## start DATA TO PROCESS

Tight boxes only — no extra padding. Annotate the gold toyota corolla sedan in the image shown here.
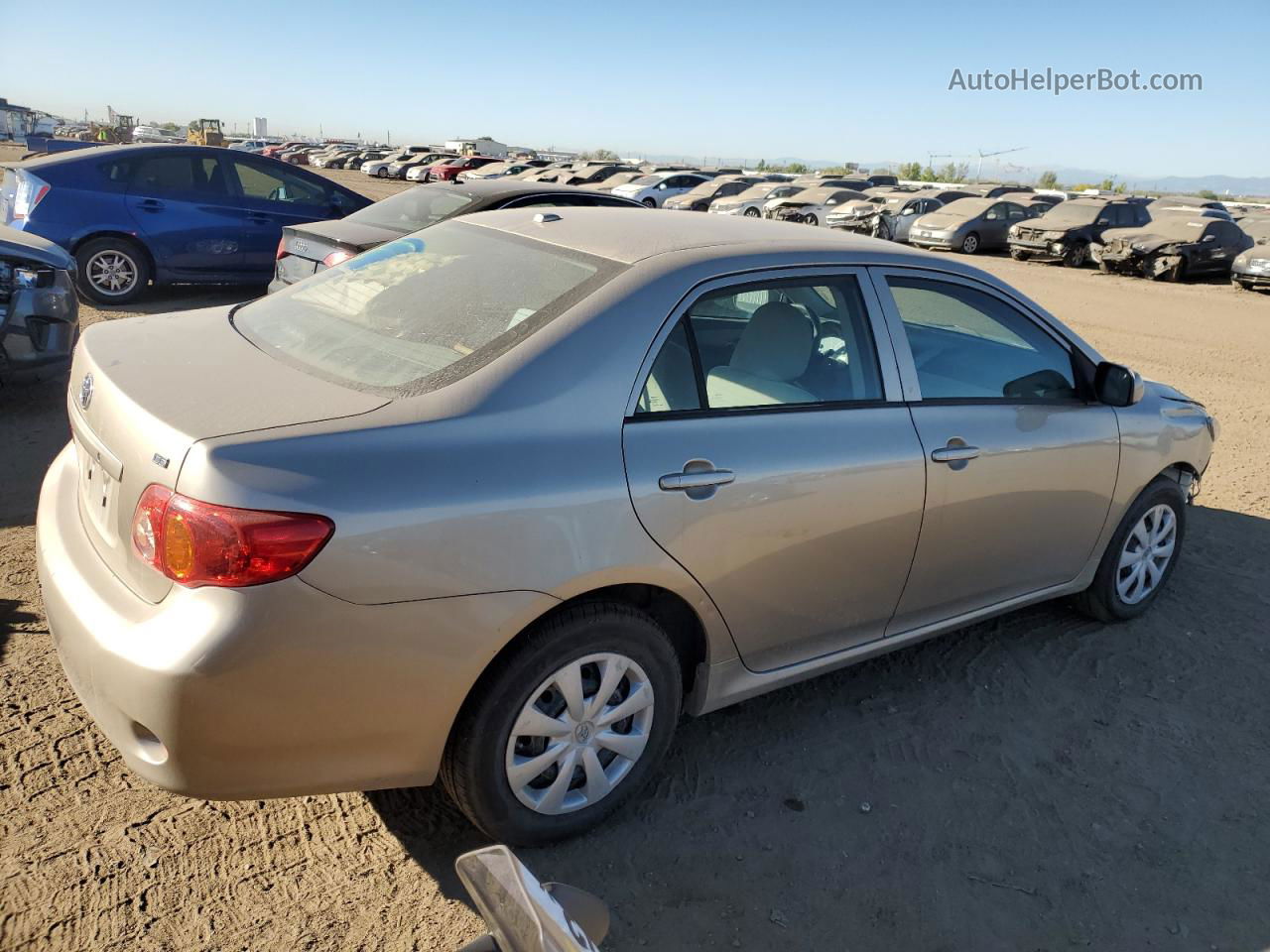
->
[38,208,1216,844]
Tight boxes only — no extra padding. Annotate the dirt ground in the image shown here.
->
[0,160,1270,952]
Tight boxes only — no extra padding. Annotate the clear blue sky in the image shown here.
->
[0,0,1270,177]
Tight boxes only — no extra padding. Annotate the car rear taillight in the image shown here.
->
[132,485,335,588]
[13,169,50,221]
[321,248,357,268]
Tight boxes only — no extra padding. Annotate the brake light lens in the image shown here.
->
[132,485,335,588]
[321,249,354,268]
[13,169,50,221]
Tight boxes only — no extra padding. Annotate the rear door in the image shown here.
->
[622,268,926,670]
[874,269,1120,634]
[126,149,245,278]
[227,155,349,281]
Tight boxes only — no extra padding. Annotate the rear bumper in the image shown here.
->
[37,445,555,799]
[0,271,78,382]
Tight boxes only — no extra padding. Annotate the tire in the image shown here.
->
[441,602,684,847]
[1063,241,1089,268]
[1076,476,1187,622]
[75,237,154,304]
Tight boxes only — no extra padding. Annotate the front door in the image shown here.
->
[622,269,926,670]
[875,271,1120,634]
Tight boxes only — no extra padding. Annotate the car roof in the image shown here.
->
[461,208,926,264]
[4,142,225,169]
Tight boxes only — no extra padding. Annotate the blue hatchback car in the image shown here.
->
[0,145,371,304]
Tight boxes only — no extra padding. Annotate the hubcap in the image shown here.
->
[505,653,653,816]
[1115,504,1178,606]
[87,251,137,296]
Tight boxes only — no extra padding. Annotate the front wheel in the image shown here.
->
[1076,476,1187,622]
[75,237,153,304]
[441,602,684,845]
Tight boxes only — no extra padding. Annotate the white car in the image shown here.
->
[362,153,412,178]
[612,172,711,208]
[763,186,869,226]
[710,181,803,218]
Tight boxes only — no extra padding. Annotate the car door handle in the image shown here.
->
[657,470,736,493]
[931,444,979,463]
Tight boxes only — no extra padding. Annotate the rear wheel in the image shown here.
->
[1076,476,1187,622]
[75,237,153,304]
[441,602,684,845]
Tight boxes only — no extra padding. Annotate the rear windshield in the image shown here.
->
[232,222,621,396]
[346,185,476,235]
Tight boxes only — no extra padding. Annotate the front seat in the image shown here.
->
[706,300,816,409]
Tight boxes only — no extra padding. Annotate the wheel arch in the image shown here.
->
[69,228,159,280]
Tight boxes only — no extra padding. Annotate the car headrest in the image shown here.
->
[727,300,816,381]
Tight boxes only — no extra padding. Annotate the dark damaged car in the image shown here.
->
[0,225,78,384]
[1010,198,1151,268]
[1230,218,1270,291]
[1096,212,1253,281]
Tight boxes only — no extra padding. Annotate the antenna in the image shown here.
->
[974,146,1028,181]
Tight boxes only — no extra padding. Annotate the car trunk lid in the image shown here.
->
[276,218,401,285]
[67,307,387,602]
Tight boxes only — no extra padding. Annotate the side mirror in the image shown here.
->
[1093,361,1146,407]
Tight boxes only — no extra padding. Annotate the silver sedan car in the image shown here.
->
[38,208,1216,844]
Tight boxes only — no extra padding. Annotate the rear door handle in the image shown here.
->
[657,470,736,493]
[931,445,979,463]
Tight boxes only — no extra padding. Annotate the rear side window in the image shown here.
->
[636,277,883,414]
[886,277,1079,401]
[234,222,621,396]
[132,155,230,195]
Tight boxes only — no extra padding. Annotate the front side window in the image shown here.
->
[886,276,1080,401]
[234,162,330,205]
[639,277,883,413]
[234,222,621,396]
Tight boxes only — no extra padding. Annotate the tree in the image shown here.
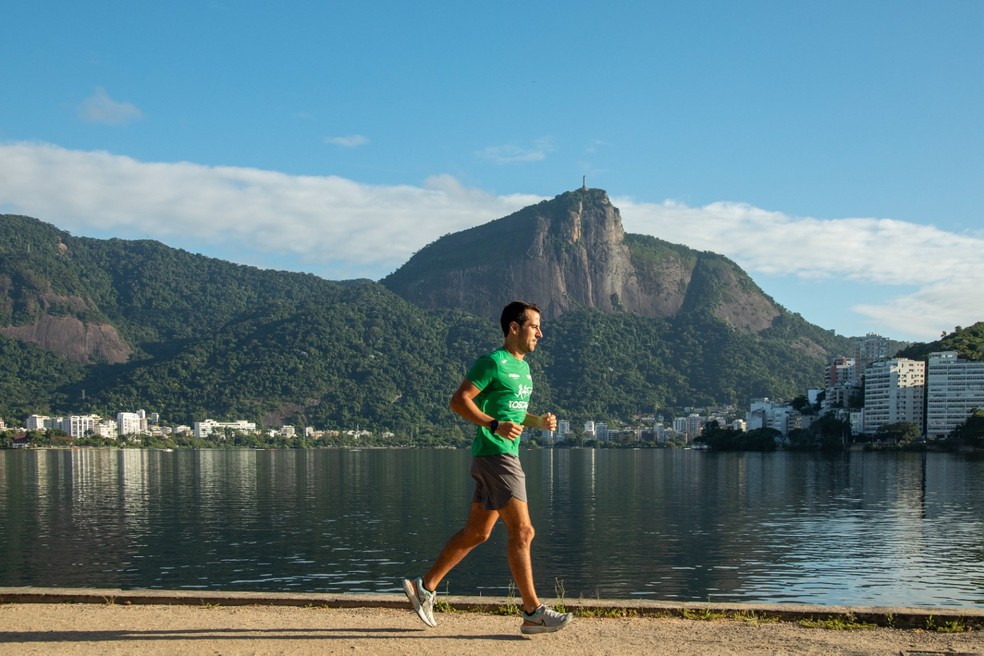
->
[875,421,922,444]
[950,410,984,449]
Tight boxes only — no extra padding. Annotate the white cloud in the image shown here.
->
[613,200,984,340]
[325,134,369,148]
[0,143,984,341]
[79,87,143,125]
[0,143,541,278]
[475,139,553,164]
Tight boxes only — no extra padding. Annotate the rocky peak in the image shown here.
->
[381,187,778,331]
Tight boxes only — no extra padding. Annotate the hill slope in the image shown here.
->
[0,200,848,430]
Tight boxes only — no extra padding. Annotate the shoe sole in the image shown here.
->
[519,620,571,635]
[403,579,437,627]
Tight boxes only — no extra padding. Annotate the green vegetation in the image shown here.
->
[0,213,984,449]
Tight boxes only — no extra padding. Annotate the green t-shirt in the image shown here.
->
[468,349,533,456]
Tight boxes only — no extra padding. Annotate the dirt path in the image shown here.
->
[0,603,984,656]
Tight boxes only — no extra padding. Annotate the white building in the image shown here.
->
[92,419,120,440]
[58,415,102,438]
[27,415,55,431]
[864,358,926,435]
[595,422,609,442]
[195,419,256,437]
[926,351,984,439]
[116,410,147,437]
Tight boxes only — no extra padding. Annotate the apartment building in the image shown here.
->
[864,358,926,435]
[926,351,984,439]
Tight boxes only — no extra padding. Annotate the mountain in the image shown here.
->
[898,321,984,362]
[381,188,783,332]
[0,189,864,442]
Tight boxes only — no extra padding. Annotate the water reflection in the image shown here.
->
[0,449,984,606]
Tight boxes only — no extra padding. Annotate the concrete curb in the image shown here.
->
[0,587,984,631]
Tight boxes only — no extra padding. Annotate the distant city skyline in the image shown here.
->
[0,0,984,342]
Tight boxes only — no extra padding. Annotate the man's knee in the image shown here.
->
[509,522,536,545]
[461,526,492,547]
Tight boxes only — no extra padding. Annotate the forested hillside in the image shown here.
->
[0,215,868,440]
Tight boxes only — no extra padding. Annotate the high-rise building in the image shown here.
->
[853,333,888,371]
[926,351,984,439]
[864,358,926,434]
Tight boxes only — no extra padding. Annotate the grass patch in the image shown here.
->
[797,614,878,631]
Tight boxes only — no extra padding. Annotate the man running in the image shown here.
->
[403,301,573,634]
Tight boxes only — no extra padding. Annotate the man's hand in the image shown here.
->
[540,412,557,430]
[495,421,523,440]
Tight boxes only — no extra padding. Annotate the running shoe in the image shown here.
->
[403,576,436,630]
[519,604,574,635]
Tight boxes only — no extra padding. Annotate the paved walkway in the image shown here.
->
[0,588,984,656]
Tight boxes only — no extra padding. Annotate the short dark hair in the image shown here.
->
[499,301,541,335]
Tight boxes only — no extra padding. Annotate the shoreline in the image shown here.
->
[0,586,984,632]
[0,587,984,656]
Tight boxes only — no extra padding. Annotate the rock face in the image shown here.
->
[0,315,132,364]
[382,189,780,332]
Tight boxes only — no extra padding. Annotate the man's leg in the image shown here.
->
[499,497,540,613]
[423,501,500,592]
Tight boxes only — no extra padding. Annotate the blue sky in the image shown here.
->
[0,0,984,341]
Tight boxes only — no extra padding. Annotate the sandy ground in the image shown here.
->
[0,603,984,656]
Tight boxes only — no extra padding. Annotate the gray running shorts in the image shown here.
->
[471,454,526,510]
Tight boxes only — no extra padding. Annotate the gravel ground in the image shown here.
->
[0,601,984,656]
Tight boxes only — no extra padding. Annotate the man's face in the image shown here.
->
[516,310,543,353]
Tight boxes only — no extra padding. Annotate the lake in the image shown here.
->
[0,449,984,607]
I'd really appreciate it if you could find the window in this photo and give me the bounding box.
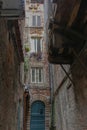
[31,38,42,53]
[31,67,43,83]
[32,15,41,27]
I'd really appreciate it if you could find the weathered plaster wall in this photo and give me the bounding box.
[0,19,23,130]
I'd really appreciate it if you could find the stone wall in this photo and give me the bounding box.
[51,48,87,130]
[0,19,23,130]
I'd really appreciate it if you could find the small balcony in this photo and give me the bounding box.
[0,0,24,19]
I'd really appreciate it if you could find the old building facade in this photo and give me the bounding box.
[45,0,87,130]
[0,0,24,130]
[24,0,50,130]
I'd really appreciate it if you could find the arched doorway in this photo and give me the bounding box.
[30,101,45,130]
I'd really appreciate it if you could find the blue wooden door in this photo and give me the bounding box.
[30,101,45,130]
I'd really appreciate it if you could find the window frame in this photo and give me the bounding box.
[31,67,44,83]
[32,15,41,27]
[31,37,43,53]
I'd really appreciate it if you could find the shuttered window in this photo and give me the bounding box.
[32,15,41,27]
[31,67,43,83]
[31,38,42,53]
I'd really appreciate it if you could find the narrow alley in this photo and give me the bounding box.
[0,0,87,130]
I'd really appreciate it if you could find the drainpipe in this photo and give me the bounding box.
[49,64,55,130]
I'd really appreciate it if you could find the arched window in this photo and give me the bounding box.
[30,101,45,130]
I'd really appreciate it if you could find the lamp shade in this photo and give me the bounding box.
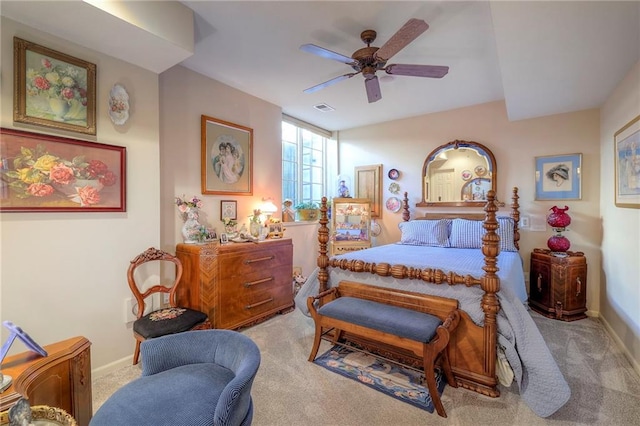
[260,198,278,215]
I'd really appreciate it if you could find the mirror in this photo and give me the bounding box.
[416,140,497,207]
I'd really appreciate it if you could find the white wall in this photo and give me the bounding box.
[339,101,602,315]
[0,17,160,368]
[600,62,640,372]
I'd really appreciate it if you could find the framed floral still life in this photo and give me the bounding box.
[535,154,582,200]
[13,37,96,135]
[200,115,253,195]
[0,128,126,212]
[613,115,640,209]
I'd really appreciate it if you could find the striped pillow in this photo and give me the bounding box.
[398,219,451,247]
[449,216,518,251]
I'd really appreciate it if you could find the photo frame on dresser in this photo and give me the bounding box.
[13,37,96,135]
[200,115,253,195]
[613,115,640,209]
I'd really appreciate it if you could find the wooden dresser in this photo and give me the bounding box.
[529,249,587,321]
[0,337,93,426]
[176,238,293,329]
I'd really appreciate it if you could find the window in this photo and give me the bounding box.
[282,117,337,210]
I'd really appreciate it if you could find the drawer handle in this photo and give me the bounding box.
[538,274,542,292]
[244,297,273,309]
[244,255,275,265]
[244,277,273,288]
[576,277,582,297]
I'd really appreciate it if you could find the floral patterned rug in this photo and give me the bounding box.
[313,345,446,413]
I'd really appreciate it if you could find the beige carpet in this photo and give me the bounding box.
[93,310,640,426]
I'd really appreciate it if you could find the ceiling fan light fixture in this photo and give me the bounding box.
[313,102,336,112]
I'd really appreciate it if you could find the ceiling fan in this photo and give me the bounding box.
[300,19,449,103]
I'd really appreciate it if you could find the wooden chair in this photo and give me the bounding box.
[127,247,211,365]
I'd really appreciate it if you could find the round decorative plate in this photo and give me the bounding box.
[371,220,382,237]
[109,84,129,126]
[386,197,402,213]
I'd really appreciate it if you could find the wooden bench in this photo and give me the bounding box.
[307,281,460,417]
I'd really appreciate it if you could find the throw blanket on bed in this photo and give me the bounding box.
[295,244,571,417]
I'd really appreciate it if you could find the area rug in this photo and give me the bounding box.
[313,345,446,413]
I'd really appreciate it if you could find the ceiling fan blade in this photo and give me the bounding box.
[373,18,429,62]
[384,64,449,78]
[300,44,355,65]
[364,76,382,103]
[303,72,360,93]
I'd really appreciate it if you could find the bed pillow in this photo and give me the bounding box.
[398,219,451,247]
[449,216,518,251]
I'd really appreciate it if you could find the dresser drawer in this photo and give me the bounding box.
[220,247,291,280]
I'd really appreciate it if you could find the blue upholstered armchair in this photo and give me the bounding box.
[90,330,260,426]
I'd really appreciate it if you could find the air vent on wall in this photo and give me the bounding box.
[313,103,335,112]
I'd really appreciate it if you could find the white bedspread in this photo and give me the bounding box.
[295,244,571,417]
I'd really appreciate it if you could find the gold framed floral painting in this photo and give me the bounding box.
[13,37,96,135]
[0,128,126,212]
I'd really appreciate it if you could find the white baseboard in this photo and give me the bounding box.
[597,314,640,376]
[91,355,133,380]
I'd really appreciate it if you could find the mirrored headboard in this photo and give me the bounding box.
[416,140,497,207]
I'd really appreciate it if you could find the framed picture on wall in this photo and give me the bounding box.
[0,128,126,212]
[13,37,96,135]
[220,200,238,220]
[613,115,640,209]
[201,115,253,195]
[535,154,582,200]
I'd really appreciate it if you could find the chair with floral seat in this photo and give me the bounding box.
[127,247,211,365]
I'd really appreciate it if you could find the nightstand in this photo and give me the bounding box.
[529,249,587,321]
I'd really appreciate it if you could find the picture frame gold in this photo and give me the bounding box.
[13,37,96,135]
[200,115,253,195]
[354,164,382,217]
[0,128,126,212]
[613,115,640,209]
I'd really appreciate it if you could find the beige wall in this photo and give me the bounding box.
[160,66,282,252]
[0,17,160,368]
[600,62,640,371]
[339,101,602,314]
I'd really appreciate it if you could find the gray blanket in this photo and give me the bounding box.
[295,244,571,417]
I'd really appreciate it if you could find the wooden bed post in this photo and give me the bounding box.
[402,191,411,222]
[480,190,500,377]
[511,186,520,250]
[318,197,335,293]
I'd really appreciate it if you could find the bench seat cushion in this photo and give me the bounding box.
[318,297,442,343]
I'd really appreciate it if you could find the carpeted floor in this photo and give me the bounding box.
[93,310,640,426]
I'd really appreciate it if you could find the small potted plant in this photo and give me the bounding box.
[294,201,320,222]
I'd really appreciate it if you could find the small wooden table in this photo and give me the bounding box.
[0,337,93,426]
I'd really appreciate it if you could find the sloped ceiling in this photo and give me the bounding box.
[0,0,640,130]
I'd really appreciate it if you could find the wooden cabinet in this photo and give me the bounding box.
[176,239,293,329]
[0,337,93,426]
[330,198,371,256]
[529,249,587,321]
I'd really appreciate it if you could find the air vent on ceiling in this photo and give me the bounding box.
[313,103,335,112]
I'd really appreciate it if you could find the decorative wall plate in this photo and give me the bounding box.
[109,84,129,126]
[371,219,382,237]
[389,182,400,194]
[386,197,402,213]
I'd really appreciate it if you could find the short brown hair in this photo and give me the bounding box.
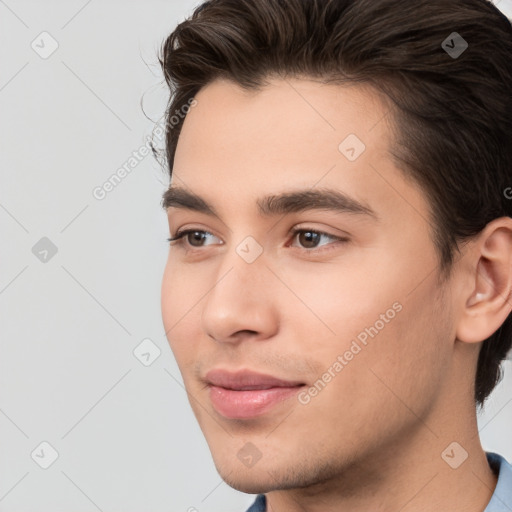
[155,0,512,406]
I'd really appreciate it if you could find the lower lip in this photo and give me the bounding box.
[210,386,303,419]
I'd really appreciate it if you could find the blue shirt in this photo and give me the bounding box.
[247,452,512,512]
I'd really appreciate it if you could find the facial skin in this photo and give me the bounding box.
[162,79,512,512]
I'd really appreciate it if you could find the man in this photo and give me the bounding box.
[160,0,512,512]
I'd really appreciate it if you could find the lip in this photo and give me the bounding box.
[205,369,305,419]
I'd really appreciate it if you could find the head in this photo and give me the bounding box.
[161,0,512,492]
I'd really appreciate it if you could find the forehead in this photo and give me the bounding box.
[173,79,390,186]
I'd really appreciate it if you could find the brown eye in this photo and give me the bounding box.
[186,231,206,247]
[298,231,320,249]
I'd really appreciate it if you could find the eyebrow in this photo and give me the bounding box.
[162,187,379,220]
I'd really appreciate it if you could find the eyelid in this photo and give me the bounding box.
[167,225,349,255]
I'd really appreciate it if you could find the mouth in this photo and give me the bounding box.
[206,370,305,419]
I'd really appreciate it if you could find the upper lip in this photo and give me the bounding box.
[205,369,304,391]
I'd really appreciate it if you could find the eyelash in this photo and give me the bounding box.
[167,228,349,253]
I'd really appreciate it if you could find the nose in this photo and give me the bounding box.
[201,245,278,343]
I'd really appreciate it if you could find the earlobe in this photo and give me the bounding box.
[457,217,512,343]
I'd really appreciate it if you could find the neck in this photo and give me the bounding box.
[266,397,497,512]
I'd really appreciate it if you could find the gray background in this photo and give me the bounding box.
[0,0,512,512]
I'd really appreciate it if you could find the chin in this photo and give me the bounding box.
[219,469,280,494]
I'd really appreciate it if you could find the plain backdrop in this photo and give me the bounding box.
[0,0,512,512]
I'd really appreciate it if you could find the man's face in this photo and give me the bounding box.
[162,79,454,493]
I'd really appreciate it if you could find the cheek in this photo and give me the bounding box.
[161,257,204,369]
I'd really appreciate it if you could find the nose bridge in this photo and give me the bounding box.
[201,237,276,341]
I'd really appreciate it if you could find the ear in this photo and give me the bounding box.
[457,217,512,343]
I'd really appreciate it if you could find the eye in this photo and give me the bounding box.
[293,228,348,252]
[167,228,348,252]
[167,229,222,247]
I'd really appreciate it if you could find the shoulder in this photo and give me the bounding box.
[484,452,512,512]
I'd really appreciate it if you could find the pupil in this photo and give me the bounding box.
[299,231,319,248]
[189,231,204,246]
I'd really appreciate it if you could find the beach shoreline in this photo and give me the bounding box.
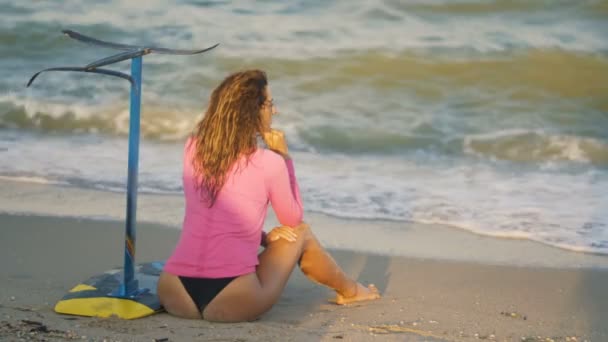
[0,179,608,269]
[0,214,608,341]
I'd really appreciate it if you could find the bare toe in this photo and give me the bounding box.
[335,283,380,305]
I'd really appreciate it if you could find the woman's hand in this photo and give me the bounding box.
[266,226,298,245]
[263,129,289,159]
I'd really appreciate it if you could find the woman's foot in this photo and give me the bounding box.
[333,283,380,305]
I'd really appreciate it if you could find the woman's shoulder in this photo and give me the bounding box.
[253,148,285,167]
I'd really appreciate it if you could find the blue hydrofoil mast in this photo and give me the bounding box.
[27,30,219,316]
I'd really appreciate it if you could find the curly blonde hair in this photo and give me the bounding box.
[192,70,268,207]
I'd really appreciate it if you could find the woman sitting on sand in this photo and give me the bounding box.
[158,70,379,322]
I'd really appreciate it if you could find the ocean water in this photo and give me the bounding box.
[0,0,608,254]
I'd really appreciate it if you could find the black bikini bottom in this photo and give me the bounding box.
[179,276,237,313]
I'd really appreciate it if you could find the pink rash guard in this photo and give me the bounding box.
[164,139,303,278]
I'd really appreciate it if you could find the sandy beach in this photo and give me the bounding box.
[0,182,608,341]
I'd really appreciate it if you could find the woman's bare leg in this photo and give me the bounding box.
[299,233,380,304]
[203,224,379,322]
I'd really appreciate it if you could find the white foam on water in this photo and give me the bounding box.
[3,0,608,58]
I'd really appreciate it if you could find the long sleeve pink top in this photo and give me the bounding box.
[164,139,303,278]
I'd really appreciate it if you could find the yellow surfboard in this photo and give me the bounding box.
[55,262,164,319]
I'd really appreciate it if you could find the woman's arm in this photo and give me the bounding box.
[267,153,303,227]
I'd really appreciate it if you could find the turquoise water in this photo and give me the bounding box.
[0,0,608,253]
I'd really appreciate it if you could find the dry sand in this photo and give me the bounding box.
[0,214,608,341]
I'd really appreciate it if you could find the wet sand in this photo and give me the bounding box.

## end DATA TO PROCESS

**PROBLEM STATEMENT**
Retype the part of the listing that opens with the line containing "Tight boxes only — no extra padding. Annotate the rock face" and closes with the line containing "[516,310,543,353]", keeping every line identical.

**SOLUTION FOR THIS TASK**
Tight boxes only — no extra padding. Annotate the rock face in the image shown here.
->
[0,315,132,364]
[382,189,780,332]
Tight boxes only — no extra padding. Annotate the man's leg in the image shown here.
->
[499,497,540,613]
[423,501,500,592]
Tight boxes only — no extra padding. Annotate the blue sky in the image shown here.
->
[0,0,984,341]
Tight boxes only — no extra padding. Annotate the sandy ground in the image shown here.
->
[0,603,984,656]
Tight boxes only — no extra padding. Annotate the gray running shorts in the image shown here.
->
[471,454,526,510]
Tight boxes only — no extra padding. Annotate the gravel ground in the image shown here.
->
[0,601,984,656]
Tight boxes only — no extra padding. Annotate the man's face in the image shown here.
->
[516,310,543,353]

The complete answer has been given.